= Documento =
☆ ☆ ☆ ☆ ☆ ☆ ☆

Nesse contexto, os autores acreditam que os movimentos sociais desempenham “um
papel crítico nessa luta” por projetos alternativos para a democracia e questionam quais são os
parâmetros dessa democracia e quais são as fronteiras do que deve ser definido como arena
política. Para eles, os processos de globalização econômica, atrelados a uma política
neoliberalista, introduziram uma nova relação entre o Estado e a sociedade civil, com
definição distinta da esfera pública e seus participantes, baseada “numa concepção
minimalista do Estado e da democracia”.
Enquanto a sociedade civil é obrigada a assumir as responsabilidades
sociais evitadas pelo Estado neoliberal em processo de encolhimento, sua
capacidade como esfera política crucial para o exercício da cidadania
democrática está cada vez mais desenfatizada. Nessa concepção, os
cidadãos devem fazer-se por seus próprios esforços particulares e a
cidadania é cada vez mais equiparada à integração individual no mercado
(ALVAREZ; DAGNINO; ESCOBAR, 2000, p.15-16).

☆ ☆ ☆ ☆ ☆ ☆ ☆

= Linhas listadas =
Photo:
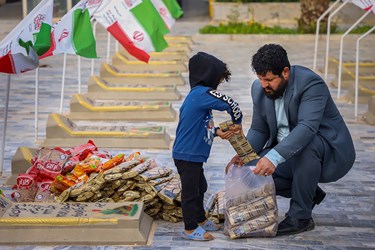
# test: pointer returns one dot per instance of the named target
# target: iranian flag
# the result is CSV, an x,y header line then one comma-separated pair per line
x,y
73,33
20,48
135,24
169,11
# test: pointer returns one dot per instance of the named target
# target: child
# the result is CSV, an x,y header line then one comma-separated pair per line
x,y
194,136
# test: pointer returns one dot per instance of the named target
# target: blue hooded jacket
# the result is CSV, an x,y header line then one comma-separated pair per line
x,y
195,131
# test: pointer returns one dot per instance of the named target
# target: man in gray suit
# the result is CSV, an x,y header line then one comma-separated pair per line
x,y
299,132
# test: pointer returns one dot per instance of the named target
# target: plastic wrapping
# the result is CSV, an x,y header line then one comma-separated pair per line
x,y
250,204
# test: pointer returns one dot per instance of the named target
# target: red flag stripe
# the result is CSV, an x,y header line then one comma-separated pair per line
x,y
117,32
7,64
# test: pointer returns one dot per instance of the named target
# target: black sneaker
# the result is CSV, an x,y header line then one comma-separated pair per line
x,y
292,225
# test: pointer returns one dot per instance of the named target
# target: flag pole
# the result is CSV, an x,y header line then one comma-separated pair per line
x,y
36,103
79,74
108,46
92,60
5,126
63,85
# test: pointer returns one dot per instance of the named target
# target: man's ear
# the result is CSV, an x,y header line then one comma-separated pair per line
x,y
285,73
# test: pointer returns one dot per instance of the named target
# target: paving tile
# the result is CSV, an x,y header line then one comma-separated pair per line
x,y
344,220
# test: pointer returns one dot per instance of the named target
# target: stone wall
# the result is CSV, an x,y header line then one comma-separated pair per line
x,y
282,14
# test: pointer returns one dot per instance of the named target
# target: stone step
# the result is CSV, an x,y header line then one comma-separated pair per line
x,y
333,64
112,74
179,40
85,108
64,132
98,88
121,62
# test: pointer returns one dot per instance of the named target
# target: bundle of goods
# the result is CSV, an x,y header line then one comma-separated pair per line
x,y
84,174
240,143
215,207
250,204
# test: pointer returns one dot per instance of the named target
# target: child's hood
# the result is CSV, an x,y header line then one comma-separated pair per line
x,y
205,70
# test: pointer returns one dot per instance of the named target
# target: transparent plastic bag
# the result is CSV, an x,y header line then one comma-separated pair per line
x,y
250,204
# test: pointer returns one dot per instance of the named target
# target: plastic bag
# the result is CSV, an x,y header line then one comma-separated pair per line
x,y
250,204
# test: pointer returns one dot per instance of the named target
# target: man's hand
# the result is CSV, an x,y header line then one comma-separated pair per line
x,y
264,167
235,128
224,135
235,160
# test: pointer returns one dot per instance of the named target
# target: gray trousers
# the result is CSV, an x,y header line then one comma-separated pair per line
x,y
298,177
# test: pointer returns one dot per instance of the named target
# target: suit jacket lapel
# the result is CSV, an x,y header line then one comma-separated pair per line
x,y
289,93
271,118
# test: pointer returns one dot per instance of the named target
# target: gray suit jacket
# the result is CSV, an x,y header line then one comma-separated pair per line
x,y
311,112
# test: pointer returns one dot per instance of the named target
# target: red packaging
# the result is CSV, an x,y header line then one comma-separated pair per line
x,y
26,188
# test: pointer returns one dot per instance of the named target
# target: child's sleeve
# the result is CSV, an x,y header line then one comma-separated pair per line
x,y
221,102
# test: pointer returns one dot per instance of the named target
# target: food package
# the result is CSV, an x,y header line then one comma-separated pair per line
x,y
240,143
250,204
26,188
171,190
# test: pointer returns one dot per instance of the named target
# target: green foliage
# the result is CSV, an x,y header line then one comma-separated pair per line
x,y
246,28
360,30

☆ ☆ ☆ ☆ ☆ ☆ ☆

= Instrução dada A =
Reproduza tudo o que vai de "Enquanto a sociedade" até "ESCOBAR, 2000, p.15-16)." no texto sobre movimentos sociais e democracia.
= Instrução dada B =
Segundo o texto sobre movimentos sociais e democracia, o que introduziu uma nova relação entre o Estado e a sociedade civil, e em que se baseia a definição distinta da esfera pública que dela resulta?

= Resposta da tarefa A =
Enquanto a sociedade civil é obrigada a assumir as responsabilidades
sociais evitadas pelo Estado neoliberal em processo de encolhimento, sua
capacidade como esfera política crucial para o exercício da cidadania
democrática está cada vez mais desenfatizada. Nessa concepção, os
cidadãos devem fazer-se por seus próprios esforços particulares e a
cidadania é cada vez mais equiparada à integração individual no mercado
(ALVAREZ; DAGNINO; ESCOBAR, 2000, p.15-16).

= Resposta da tarefa B =
Os processos de globalização econômica, atrelados a uma política neoliberalista, introduziram essa nova relação entre o Estado e a sociedade civil. A definição distinta da esfera pública e de seus participantes baseia-se numa concepção minimalista do Estado e da democracia.